## Start Supplied text

By necessity, for a University system so large
and geographically dispersed, our management structure is decentralized.
Considerable authority is delegated to our campus chancellors and
laboratory directors. For the most part, this arrangement has worked
well. There is clear accountability and sound management of our
education, scientific, research and business and finance systems.
So the question again — why the problems
at Los Alamos?
The last six months has been dedicated to probing
that question at the very highest levels of the University. I appointed
Senior Vice President Darling as interim vice president for laboratory
management and enlisted the expertise of UC vice president for financial
management Anne Broome and University Auditor Patrick Reed, as well
as numerous other top University officials. They have worked seven-day
weeks since last December, focusing almost solely on laboratory
management issues while still performing their other University
responsibilities. I wish to publicly thank them today for their
invaluable service, not just to the University but also to the nation.
Through their efforts, as well as those of Interim
Director Pete Nanos and his new management team at Los Alamos, we
have made considerable progress in implementing the changes necessary
at the Laboratory. We are also beginning to understand why there
was such a fundamental management breakdown at the Laboratory.
I believe it comes down to two things: First, former
Laboratory senior management did not address the problems in a timely
or appropriate manner. And second, neither the University nor the
NNSA provided adequate oversight to detect problems that should
have been more readily apparent.
Let me focus first on Los Alamos leadership. As
President, I appoint the ten campus chancellors and three laboratory
directors. All are accomplished scholars (among them is a Nobel
Prize winner), but they also must be able managers who can run complex
organizations that require a careful balance between science and
research and sound business management. I rely on the chancellors
and laboratory directors to alert me early to potential problems
and to obtain assistance of my top leadership team in whatever area
necessary.
That did not occur at Los Alamos. The former managers
of Los Alamos were slow to inform me about the procurement problems.
When I became aware, I acted quickly, including replacing the top
two managers.
But I don’t entirely fault Los Alamos management.
As part of the last contract negotiation, we created a new Vice
President for Laboratory Management position to provide better
day-to-day management of the national laboratories. The first vice
president was John McTague, whose leadership and private sector
experience led to strong improvements in management and oversight
in a number of key areas, including security, safety and business
efficiency. Under Dr. McTague’s leadership, for example, UC
engaged industrial firms to obtain important expertise in security
and project management to reassess and strengthen the labs’
internal systems in these areas.

## End Supplied text
## Start Data extract

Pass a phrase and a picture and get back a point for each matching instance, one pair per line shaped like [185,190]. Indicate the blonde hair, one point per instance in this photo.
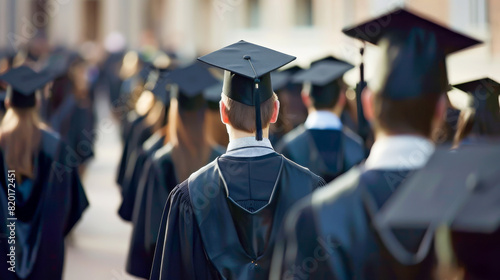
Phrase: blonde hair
[242,117]
[20,134]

## End Data extract

**Your tasks**
**A.** Answer these questions using the Los Alamos text:
(i) How many campus chancellors and how many laboratory directors does the President appoint?
(ii) Who was appointed interim vice president for laboratory management?
(iii) Who was the first Vice President for Laboratory Management?
**B.** In the Los Alamos text, reproduce word for word the stretch from "By necessity, for" through "and finance systems.".

**Solutions in order**
**A.**
(i) Ten campus chancellors and three laboratory directors.
(ii) Senior Vice President Darling.
(iii) John McTague.

**B.**
By necessity, for a University system so large
and geographically dispersed, our management structure is decentralized.
Considerable authority is delegated to our campus chancellors and
laboratory directors. For the most part, this arrangement has worked
well. There is clear accountability and sound management of our
education, scientific, research and business and finance systems.